=== SHORT EXERCISE ===
Copy the records from the line containing "Could you please mark the white sea" through the end of the records, putting "pin" wherever "marker" appears and changing nothing else.

=== GIVEN RECORDS ===
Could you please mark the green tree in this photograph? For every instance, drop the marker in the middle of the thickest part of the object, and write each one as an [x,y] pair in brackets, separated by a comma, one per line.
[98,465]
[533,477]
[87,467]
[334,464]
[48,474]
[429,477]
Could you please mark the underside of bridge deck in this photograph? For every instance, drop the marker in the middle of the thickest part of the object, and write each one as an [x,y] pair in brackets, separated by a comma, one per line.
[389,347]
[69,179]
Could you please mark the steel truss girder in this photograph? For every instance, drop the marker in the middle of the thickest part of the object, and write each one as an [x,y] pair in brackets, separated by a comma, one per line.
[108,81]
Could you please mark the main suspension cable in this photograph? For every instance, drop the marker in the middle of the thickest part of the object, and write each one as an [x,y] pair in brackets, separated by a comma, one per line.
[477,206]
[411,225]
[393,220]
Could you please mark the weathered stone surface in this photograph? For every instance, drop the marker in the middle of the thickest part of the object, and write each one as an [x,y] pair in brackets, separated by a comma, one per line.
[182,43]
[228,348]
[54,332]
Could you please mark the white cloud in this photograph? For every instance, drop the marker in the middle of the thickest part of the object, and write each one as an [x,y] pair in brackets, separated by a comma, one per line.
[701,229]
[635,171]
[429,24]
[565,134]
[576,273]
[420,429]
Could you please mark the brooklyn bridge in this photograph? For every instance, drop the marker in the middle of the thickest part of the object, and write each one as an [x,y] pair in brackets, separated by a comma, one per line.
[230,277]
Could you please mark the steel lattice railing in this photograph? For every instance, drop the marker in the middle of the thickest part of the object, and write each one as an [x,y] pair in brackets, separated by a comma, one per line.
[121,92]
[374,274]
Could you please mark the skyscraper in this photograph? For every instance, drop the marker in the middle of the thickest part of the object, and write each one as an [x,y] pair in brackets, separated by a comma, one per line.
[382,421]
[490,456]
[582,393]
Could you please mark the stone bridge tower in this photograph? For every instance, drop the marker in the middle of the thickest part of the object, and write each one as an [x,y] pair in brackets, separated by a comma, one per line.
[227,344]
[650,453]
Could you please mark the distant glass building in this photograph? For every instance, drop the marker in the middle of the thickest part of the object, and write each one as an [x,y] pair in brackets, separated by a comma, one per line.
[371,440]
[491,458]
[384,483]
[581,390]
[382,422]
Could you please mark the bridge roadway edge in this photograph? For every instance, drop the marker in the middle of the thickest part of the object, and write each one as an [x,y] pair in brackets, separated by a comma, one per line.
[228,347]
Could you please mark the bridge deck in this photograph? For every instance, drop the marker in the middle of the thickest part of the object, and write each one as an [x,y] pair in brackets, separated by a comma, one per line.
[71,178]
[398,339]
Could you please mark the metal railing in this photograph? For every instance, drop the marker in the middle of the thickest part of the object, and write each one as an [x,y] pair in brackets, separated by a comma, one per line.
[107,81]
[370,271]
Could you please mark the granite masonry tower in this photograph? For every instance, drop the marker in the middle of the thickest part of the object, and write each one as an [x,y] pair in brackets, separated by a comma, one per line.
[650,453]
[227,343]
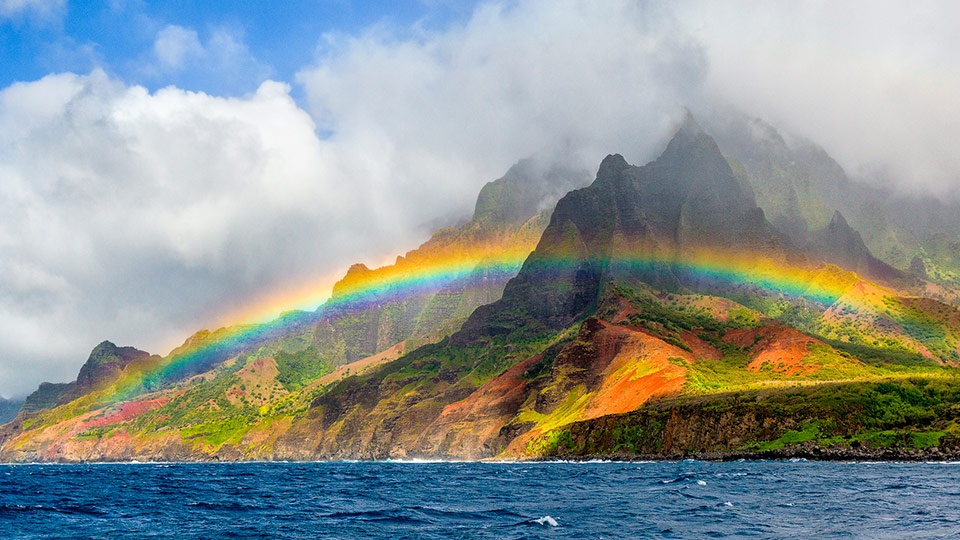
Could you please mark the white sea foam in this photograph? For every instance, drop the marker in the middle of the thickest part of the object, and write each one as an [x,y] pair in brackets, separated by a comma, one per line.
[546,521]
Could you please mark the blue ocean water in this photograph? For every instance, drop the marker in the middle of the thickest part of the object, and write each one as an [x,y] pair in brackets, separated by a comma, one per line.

=== CORRECT ANSWER ===
Could you please mark the white sea foam in this photograph? For every instance, drop the pin in the middle of the thickest part of the object, and write each one as an [x,y] pair in brackets, separated by a comma, one per line.
[546,521]
Could you please mark the blue ocean water in this photograph? For every instance, drop the pin in the middle of the thickest part of the object, and write each one as an [x,y] pair in brackets, separated by a comma, one per line.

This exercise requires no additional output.